Request 1
Reproduce the passage of the article below from "Darrell Ward, 15, Derrick" up to and including "State’s Attorney’s Office.".
Request 2
According to the article below, what did the teens steal from the home on Linwen Way?

Page text
----
PERRY HALL, Md. (WJZ) — Baltimore County Police have charged all four suspects in Officer Amy Caprio’s murder as adults, and they are being held without bail.

Darrell Ward, 15, Derrick Matthews, 16, and Eugene Genius, 17, are charged with burglary and first-degree murder. Police also charged 16-year-old Dawnta Anthony Harris Tuesday as an adult with first-degree murder.

officer suspects All Suspects In Balt. Co. Ofc. Amy Caprios Murder Charged As Adults

RELATED: Police: Teen Charged In Ofc. Amy Caprio’s Murder, 3 Others In Custody

Baltimore City State’s Attorney Marilyn Mosby addressed the previous cases involving Harris Wednesday afternoon.

Outside Baltimore County District Court, a state prosecutor promised the list of charged will likely grow.

“There’s probably going to be more charges once we go to the grand jury,” said William Bickel of the Baltimore County State’s Attorney’s Office.

Investigators say Ward, Matthews and Genius were absent accomplices to the deadly crime.

Court documents provide a timeline of what led up to Caprio’s death Monday afternoon.

Police said the teens were burglarizing a home when Caprio responded to the neighborhood.

They had thrown a rock into a window to get inside the home on Linwen Way, stealing jewelry, cash and “anything they could get their hands on.”

Harris, who was arrested near where the Jeep was found abandoned, told a detective he had been waiting in the driver’s seat of the vehicle as other associates of his were in the process of committing a burglary, according to the probable cause statement.
----
Dataset extracts with box labels

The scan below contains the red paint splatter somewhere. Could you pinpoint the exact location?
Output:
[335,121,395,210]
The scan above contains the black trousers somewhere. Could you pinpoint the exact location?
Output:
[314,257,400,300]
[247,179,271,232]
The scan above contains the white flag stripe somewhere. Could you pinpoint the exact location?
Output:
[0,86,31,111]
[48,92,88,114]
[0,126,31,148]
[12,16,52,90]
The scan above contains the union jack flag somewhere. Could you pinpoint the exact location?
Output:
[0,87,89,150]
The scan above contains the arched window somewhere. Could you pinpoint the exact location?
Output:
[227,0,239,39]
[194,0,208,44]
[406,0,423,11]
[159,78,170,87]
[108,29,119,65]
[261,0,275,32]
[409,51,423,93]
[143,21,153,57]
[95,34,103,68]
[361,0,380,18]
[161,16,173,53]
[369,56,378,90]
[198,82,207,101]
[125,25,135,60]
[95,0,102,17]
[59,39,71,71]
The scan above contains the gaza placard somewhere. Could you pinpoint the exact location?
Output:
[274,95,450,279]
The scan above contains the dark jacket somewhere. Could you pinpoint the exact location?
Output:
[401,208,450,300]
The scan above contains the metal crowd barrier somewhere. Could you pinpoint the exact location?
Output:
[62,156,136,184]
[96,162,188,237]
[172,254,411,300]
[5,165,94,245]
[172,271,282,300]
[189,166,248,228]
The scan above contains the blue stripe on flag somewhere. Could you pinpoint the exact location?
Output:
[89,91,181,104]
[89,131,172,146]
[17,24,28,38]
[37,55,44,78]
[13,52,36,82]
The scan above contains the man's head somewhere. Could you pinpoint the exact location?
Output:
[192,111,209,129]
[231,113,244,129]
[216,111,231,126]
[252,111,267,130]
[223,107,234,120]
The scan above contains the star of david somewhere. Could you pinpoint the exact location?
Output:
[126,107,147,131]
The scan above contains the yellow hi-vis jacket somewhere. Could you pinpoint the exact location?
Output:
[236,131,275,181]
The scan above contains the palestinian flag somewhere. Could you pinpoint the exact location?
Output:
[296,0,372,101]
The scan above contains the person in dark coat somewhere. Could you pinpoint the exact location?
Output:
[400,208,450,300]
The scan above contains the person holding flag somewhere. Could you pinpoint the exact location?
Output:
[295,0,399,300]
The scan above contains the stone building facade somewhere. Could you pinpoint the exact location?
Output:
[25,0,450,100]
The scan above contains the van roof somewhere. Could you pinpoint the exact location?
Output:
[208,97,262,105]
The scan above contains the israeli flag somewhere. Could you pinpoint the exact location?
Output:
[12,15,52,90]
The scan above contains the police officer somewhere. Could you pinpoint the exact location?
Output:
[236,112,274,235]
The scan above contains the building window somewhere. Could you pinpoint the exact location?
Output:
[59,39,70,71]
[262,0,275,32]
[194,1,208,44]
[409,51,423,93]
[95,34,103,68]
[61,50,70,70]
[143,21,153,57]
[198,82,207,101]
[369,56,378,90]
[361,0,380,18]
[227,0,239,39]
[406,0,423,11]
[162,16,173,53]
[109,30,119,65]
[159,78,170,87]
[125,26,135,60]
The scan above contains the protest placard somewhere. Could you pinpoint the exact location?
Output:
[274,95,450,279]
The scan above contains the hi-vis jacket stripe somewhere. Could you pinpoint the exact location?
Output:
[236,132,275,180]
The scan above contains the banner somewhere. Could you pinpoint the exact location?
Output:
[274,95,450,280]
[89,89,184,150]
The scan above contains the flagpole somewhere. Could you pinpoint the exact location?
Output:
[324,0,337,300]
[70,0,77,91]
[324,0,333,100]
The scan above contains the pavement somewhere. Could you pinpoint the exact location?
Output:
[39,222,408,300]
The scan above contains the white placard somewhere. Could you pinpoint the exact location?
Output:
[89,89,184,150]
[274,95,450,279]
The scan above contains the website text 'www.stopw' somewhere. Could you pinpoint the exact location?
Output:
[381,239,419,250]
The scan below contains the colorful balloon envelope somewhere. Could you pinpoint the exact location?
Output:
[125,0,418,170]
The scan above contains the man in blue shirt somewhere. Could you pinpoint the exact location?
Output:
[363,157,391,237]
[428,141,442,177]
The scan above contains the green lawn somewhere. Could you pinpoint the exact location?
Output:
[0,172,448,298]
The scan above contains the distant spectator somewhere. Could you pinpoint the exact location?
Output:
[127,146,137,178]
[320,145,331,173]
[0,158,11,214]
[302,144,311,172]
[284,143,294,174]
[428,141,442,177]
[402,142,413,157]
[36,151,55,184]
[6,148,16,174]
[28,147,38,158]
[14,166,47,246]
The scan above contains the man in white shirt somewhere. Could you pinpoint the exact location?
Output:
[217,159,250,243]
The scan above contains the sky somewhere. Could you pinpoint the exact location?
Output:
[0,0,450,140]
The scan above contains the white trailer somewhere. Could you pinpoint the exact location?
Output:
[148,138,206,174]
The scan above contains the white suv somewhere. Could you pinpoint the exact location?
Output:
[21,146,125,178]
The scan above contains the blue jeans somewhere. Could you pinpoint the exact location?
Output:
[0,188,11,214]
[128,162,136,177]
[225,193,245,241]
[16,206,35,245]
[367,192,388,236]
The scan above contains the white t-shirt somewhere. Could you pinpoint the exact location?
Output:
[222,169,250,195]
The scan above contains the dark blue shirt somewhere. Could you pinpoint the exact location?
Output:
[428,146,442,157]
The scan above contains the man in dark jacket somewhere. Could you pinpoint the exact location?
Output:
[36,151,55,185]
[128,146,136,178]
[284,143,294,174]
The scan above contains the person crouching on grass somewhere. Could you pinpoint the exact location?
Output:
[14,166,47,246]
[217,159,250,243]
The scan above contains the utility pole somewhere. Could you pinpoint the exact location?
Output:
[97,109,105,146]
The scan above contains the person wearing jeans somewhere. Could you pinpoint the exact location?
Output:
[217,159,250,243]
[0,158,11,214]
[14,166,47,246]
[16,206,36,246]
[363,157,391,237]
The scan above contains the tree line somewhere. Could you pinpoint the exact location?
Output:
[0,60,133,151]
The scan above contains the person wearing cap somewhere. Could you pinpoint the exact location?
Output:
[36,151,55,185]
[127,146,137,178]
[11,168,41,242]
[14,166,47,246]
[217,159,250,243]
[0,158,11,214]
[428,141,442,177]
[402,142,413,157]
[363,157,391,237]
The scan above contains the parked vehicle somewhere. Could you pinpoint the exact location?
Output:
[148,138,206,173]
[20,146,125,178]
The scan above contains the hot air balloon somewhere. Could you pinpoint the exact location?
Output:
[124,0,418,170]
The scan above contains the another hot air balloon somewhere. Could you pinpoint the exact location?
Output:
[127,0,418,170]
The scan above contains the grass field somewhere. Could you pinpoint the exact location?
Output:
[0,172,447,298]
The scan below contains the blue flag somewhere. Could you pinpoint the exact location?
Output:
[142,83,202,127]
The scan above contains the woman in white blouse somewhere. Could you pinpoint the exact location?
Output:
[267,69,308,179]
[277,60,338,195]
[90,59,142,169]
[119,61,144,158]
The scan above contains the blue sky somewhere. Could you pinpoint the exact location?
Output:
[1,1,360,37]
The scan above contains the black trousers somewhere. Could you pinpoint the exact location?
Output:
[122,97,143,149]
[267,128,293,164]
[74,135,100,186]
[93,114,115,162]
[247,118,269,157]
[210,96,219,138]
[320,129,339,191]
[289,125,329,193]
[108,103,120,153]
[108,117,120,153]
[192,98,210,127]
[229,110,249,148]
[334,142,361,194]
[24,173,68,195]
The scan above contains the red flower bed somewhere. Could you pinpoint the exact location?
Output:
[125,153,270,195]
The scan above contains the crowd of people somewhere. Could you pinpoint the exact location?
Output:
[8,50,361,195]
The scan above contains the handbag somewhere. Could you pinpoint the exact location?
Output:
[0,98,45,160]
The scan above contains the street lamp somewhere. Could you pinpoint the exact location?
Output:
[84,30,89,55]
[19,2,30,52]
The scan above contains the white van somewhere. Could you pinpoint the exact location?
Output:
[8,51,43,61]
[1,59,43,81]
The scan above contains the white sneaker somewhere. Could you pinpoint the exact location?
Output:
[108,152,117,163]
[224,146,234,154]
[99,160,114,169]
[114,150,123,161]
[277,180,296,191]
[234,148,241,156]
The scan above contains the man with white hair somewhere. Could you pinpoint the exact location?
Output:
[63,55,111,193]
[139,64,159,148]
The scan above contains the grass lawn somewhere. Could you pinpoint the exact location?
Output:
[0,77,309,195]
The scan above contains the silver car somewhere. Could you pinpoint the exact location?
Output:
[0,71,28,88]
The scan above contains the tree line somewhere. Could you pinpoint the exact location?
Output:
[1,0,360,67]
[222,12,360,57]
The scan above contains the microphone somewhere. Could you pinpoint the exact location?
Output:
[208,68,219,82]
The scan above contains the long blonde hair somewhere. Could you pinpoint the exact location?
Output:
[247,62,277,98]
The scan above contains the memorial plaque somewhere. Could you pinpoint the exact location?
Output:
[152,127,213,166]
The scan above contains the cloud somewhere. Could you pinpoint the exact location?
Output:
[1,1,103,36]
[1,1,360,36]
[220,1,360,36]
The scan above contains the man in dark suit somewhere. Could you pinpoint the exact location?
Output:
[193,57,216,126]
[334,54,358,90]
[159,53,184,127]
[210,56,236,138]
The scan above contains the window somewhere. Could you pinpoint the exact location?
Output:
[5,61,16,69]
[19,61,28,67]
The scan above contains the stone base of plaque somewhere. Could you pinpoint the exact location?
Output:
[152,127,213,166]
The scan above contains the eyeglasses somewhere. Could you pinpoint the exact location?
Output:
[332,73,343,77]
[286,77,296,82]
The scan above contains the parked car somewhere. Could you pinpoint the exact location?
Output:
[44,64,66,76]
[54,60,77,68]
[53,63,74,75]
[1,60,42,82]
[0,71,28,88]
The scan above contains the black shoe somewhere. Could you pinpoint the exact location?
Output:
----
Answer 1
Darrell Ward, 15, Derrick Matthews, 16, and Eugene Genius, 17, are charged with burglary and first-degree murder. Police also charged 16-year-old Dawnta Anthony Harris Tuesday as an adult with first-degree murder.

officer suspects All Suspects In Balt. Co. Ofc. Amy Caprios Murder Charged As Adults

RELATED: Police: Teen Charged In Ofc. Amy Caprio’s Murder, 3 Others In Custody

Baltimore City State’s Attorney Marilyn Mosby addressed the previous cases involving Harris Wednesday afternoon.

Outside Baltimore County District Court, a state prosecutor promised the list of charged will likely grow.

“There’s probably going to be more charges once we go to the grand jury,” said William Bickel of the Baltimore County State’s Attorney’s Office.

Answer 2
Jewelry, cash and "anything they could get their hands on."